# [TASK PROMPT]
Output all the data exactly.

★ ★ ★ ★

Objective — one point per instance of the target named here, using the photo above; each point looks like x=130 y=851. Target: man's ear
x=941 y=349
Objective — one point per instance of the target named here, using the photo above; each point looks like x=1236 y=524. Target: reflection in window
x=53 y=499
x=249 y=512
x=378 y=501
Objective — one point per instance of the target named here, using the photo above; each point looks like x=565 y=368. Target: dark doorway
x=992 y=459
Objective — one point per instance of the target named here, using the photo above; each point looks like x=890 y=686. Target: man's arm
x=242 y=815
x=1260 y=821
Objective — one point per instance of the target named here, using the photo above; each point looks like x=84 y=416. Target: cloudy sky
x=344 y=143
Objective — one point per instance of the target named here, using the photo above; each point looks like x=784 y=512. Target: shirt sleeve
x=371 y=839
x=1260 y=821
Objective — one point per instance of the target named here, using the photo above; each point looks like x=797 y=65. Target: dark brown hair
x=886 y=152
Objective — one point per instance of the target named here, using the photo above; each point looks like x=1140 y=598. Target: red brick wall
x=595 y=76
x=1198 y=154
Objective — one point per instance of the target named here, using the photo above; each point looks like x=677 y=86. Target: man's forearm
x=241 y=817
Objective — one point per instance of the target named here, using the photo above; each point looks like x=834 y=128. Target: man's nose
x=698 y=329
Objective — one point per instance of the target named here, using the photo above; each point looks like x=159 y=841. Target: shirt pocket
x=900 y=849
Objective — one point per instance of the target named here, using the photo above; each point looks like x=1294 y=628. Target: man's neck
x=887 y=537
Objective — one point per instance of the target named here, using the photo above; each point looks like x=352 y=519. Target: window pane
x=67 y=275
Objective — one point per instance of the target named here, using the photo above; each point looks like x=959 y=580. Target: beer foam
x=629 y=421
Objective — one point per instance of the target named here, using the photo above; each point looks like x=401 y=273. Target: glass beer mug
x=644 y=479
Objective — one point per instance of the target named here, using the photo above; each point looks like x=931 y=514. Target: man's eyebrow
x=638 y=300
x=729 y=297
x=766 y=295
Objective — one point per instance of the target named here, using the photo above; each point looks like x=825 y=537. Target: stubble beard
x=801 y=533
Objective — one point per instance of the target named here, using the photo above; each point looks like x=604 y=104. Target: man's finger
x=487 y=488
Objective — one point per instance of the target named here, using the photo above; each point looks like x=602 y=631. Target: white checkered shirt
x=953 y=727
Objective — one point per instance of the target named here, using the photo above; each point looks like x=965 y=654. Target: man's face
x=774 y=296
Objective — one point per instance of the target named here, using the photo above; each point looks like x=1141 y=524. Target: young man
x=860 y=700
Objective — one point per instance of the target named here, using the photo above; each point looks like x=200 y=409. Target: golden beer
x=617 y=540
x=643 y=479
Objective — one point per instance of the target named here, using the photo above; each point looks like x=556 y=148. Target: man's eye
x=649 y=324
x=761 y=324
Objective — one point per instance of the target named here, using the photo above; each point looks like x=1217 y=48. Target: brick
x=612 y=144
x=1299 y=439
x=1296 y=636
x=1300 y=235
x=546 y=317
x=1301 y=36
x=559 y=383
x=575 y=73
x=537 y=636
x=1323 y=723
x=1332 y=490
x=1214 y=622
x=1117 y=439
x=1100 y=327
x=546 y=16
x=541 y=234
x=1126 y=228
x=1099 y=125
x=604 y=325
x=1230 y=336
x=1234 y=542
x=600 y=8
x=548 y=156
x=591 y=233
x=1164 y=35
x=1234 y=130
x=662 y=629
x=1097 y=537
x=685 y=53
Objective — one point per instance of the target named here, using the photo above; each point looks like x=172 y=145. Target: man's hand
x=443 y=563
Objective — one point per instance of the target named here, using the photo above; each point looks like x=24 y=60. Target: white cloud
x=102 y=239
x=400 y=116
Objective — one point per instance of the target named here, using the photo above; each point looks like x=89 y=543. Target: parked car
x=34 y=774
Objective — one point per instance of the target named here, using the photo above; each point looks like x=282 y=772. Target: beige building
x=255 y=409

★ ★ ★ ★

# [TASK OUTPUT]
Objective — one point per instance of the target named here, using the photo above; each point looks like x=130 y=851. Target: man's ear
x=941 y=349
Objective — one point per instance of the target named here, using the photo above; each point looks like x=1236 y=524. Target: reflection in window
x=53 y=499
x=249 y=512
x=378 y=501
Objective — one point per instance of the target named here, using the photo above; each point looks like x=565 y=368. Target: dark doorway
x=992 y=459
Objective — one point per instance of the target named here, using the photo above; each point looks like x=890 y=686. Target: man's arm
x=242 y=815
x=1260 y=821
Objective — one point per instance of the target named here, using the photo above; each point looks like x=84 y=416. Target: cloudy sky
x=344 y=143
Objective — one point per instance of the target named here, using the photo above; each point looks like x=784 y=512. Target: shirt sleeve
x=371 y=839
x=1260 y=821
Objective — one point per instance of the target named here, using the photo above; each point looks like x=797 y=65. Target: dark brown hair
x=886 y=152
Objective — one point per instance of the target named here, using the photo above; each point looks like x=1140 y=598. Target: red brick wall
x=595 y=76
x=1198 y=154
Objective — one point per instance of the target named here, using the photo above; each point looks like x=677 y=86. Target: man's forearm
x=241 y=817
Objective — one point per instance of the target named here, using the photo above; each point looks like x=834 y=128. Target: man's nose
x=698 y=329
Objective — one point per instance of the target named here, using the photo above; each point looks like x=159 y=841. Target: shirt pocket
x=900 y=849
Objective — one point per instance of the target named here, using the photo above; each point looks like x=1294 y=628. Target: man's neck
x=887 y=537
Objective — one point per instance of the target named here, using the photo above; each point looks like x=352 y=519. Target: window pane
x=67 y=275
Objective — one point per instance of the target named here, using the photo above; each point looks like x=959 y=580. Target: beer foam
x=629 y=421
Objective — one point per instance of the target named here, using the photo above; each point looks like x=401 y=273. Target: glass beer mug
x=644 y=479
Objective — one point per instance of the target named here, using the photo above; each point looks like x=931 y=514. Target: man's eyebrow
x=638 y=300
x=729 y=297
x=766 y=295
Objective — one point per instance of the target named here, using the photo above; each point looks like x=825 y=537. Target: stubble beard
x=801 y=533
Objective — one point per instance of the target named here, using the photo above; each point looks like x=604 y=104. Target: man's finger
x=487 y=488
Objective — one point per instance of the target named here, using the photo above; each point looks like x=602 y=631. Target: white checkered shirt
x=953 y=727
Objective — one point per instance of the target named here, using the photo above; each point looks like x=965 y=654. Target: man's face
x=774 y=296
Objective — one point per instance of the target named here, using the photo above; each point looks like x=1141 y=524. Target: young man
x=860 y=700
Objective — one point per instance of the target named here, using the photo above; each point looks like x=200 y=409. Target: golden beer
x=617 y=540
x=643 y=479
Objective — one point per instance of the target named here, using the photo above; each point looks like x=556 y=148. Target: man's eye
x=649 y=324
x=761 y=324
Objective — one point per instance of the target named here, using the photo above; each point looks like x=1217 y=48. Target: brick
x=612 y=144
x=1299 y=439
x=1296 y=636
x=1300 y=235
x=546 y=317
x=1301 y=36
x=559 y=383
x=575 y=73
x=537 y=636
x=1323 y=723
x=1332 y=490
x=1214 y=622
x=1117 y=439
x=1100 y=327
x=546 y=16
x=541 y=234
x=1126 y=228
x=1099 y=125
x=604 y=325
x=1230 y=336
x=1234 y=542
x=600 y=8
x=548 y=156
x=591 y=233
x=1164 y=35
x=1234 y=130
x=662 y=629
x=1097 y=537
x=685 y=53
Objective — one point per instance of the target named here, using the photo above; each point looks like x=172 y=145. Target: man's hand
x=443 y=563
Objective — one point per instance of the target named here, using the photo above; each point looks like x=24 y=60. Target: white cloud
x=102 y=239
x=400 y=116
Objective — one point per instance of the target named here, using the photo above; each point looks like x=89 y=543. Target: parked car
x=34 y=774
Objective — one point per instance of the target named here, using the photo above; each point looks like x=282 y=772. Target: beige building
x=255 y=409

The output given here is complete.